Ham kayıtlar:
-------

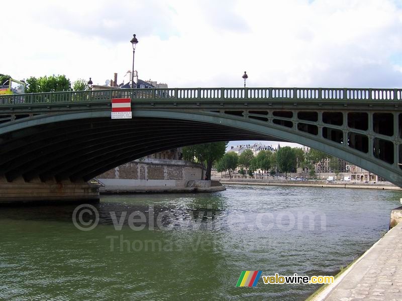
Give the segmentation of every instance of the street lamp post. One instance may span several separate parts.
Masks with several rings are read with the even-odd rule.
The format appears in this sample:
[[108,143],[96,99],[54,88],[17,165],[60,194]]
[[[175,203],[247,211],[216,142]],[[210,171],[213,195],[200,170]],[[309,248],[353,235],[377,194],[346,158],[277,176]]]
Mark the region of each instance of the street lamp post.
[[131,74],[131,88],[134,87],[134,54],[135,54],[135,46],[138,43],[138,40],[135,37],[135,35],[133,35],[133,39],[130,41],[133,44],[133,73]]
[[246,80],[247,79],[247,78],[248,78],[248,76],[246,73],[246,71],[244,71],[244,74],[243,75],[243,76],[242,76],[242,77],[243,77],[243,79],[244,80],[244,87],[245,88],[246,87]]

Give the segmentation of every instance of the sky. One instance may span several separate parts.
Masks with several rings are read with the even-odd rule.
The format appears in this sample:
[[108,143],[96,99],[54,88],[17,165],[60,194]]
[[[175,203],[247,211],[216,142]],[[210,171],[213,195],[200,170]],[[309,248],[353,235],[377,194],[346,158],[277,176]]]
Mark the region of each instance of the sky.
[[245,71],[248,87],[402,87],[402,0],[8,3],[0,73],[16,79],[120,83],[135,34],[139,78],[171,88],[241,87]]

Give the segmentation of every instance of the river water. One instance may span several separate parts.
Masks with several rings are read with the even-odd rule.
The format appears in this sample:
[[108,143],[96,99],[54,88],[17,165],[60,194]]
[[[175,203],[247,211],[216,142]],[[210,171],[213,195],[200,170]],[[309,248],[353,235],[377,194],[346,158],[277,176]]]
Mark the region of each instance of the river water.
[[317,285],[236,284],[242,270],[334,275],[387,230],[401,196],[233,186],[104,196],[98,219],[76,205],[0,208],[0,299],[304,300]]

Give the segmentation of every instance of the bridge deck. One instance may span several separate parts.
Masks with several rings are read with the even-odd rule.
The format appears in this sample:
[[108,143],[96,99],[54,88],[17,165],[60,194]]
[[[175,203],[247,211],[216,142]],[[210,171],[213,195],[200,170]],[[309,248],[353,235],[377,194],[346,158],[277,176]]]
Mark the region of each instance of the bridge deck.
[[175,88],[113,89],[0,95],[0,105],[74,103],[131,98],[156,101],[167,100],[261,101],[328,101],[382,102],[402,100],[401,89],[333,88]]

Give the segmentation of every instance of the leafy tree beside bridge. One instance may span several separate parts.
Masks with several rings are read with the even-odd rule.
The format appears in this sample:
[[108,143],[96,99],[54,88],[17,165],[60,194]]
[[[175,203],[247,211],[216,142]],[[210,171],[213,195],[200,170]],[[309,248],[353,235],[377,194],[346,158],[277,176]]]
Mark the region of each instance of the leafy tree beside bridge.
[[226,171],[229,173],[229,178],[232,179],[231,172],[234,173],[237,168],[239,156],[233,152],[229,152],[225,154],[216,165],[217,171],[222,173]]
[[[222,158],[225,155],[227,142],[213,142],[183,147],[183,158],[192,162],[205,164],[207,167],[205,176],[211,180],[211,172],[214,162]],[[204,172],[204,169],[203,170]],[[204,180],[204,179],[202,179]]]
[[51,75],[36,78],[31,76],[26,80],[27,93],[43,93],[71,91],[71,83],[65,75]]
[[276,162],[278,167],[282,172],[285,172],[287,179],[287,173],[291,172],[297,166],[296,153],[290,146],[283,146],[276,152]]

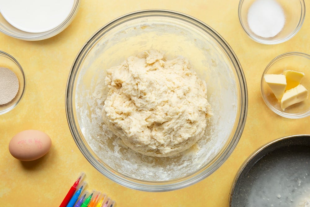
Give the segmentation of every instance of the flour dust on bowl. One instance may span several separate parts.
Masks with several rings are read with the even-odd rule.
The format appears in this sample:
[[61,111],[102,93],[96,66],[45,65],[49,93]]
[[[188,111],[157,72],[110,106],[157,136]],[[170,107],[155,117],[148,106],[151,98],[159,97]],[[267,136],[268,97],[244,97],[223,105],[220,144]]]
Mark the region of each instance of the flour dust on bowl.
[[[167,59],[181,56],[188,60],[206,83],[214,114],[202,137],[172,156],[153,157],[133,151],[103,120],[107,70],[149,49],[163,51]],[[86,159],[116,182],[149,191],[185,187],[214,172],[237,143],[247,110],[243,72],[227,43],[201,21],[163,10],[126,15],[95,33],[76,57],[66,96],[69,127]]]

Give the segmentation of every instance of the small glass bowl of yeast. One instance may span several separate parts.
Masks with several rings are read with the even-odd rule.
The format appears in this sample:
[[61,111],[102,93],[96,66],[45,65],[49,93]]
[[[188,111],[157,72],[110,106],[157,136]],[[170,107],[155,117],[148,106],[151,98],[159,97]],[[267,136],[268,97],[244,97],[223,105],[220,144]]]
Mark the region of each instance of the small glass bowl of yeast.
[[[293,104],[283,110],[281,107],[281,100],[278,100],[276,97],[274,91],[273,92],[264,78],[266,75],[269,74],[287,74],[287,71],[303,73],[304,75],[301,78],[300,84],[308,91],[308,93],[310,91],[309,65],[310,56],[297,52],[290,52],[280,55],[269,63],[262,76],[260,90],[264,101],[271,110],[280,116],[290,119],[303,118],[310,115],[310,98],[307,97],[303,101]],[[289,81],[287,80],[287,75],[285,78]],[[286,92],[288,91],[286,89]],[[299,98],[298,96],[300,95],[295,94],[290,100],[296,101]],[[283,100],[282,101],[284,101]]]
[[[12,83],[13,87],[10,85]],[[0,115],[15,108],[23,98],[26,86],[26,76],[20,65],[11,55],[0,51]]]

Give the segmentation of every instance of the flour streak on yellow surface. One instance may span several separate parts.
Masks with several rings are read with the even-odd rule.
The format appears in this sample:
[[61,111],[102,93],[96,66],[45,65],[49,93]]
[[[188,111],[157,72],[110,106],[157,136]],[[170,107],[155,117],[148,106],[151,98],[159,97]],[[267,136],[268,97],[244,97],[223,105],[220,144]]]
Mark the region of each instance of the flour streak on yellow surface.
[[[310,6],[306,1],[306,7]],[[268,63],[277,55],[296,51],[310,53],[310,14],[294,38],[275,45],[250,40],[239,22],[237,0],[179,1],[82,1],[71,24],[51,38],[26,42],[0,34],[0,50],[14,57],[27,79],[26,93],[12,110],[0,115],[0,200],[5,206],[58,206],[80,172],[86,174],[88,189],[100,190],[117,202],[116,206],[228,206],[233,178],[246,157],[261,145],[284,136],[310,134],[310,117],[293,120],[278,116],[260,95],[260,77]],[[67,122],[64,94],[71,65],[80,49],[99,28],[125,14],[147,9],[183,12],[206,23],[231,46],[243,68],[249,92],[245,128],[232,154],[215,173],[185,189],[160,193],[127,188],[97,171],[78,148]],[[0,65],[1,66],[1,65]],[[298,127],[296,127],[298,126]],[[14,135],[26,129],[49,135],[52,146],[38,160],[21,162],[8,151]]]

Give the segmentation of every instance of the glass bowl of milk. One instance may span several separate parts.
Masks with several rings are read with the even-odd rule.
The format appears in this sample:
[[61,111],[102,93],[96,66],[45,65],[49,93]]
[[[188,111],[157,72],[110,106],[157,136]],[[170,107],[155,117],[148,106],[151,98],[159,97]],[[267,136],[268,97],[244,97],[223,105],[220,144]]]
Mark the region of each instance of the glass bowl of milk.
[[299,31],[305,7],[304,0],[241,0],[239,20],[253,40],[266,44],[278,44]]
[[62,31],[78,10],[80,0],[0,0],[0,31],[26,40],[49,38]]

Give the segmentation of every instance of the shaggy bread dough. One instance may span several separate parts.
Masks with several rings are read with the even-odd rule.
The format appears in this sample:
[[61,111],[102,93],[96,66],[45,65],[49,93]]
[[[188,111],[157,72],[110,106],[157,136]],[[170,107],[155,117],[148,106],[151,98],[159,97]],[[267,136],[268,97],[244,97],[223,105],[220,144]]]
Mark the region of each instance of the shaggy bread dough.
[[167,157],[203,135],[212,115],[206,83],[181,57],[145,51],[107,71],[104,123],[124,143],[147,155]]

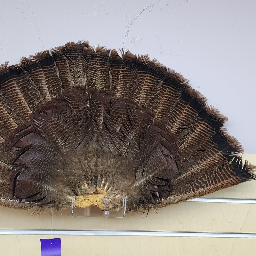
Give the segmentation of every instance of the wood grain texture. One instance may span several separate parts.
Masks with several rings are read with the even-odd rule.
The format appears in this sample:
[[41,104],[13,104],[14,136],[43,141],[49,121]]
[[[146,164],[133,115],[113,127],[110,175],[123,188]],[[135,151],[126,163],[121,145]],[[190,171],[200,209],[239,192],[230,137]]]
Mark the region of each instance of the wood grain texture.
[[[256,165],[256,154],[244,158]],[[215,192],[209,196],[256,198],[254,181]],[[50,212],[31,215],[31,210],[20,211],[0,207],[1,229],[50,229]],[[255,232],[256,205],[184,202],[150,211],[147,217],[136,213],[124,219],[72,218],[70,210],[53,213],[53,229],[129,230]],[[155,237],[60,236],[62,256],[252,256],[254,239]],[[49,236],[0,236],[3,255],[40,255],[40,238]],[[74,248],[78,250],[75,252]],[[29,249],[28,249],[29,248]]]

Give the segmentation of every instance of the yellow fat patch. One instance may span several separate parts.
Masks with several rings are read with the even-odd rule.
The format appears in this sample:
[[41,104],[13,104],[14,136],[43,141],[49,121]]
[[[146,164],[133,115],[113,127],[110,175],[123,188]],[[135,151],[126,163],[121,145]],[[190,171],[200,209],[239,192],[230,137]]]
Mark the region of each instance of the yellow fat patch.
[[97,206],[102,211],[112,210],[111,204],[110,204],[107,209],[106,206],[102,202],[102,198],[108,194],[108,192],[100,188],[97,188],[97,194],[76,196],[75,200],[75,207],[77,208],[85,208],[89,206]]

-------

* **Yazılı talimat**: Kayıtlarda "Give the segmentation of every instance of the glass" ifadesini içeren satırdan başlayıp "[[62,31],[78,10],[80,0],[0,0],[0,31],[26,40],[49,38]]" ifadesini içeren satırda biten bölümü, iki uçtaki satırlar da dahil olmak üzere hiçbir değişiklik yapmadan yeniden yazın.

* **Sorunun çözümü**:
Give the segmentation of every instance of the glass bowl of milk. One instance may span several separate parts.
Masks with several rings are read with the even-odd rule.
The format appears in this sample:
[[61,111],[102,93],[96,66],[45,65],[49,93]]
[[[188,111],[157,72],[110,106],[157,136]],[[170,107],[155,117],[148,106],[151,98],[159,97]],[[267,136],[268,97],[244,97],[223,105],[220,144]]]
Mark the region of each instance of the glass bowl of milk.
[[299,31],[305,7],[304,0],[241,0],[239,20],[253,40],[266,44],[278,44]]
[[62,31],[78,10],[80,0],[0,0],[0,31],[26,40],[49,38]]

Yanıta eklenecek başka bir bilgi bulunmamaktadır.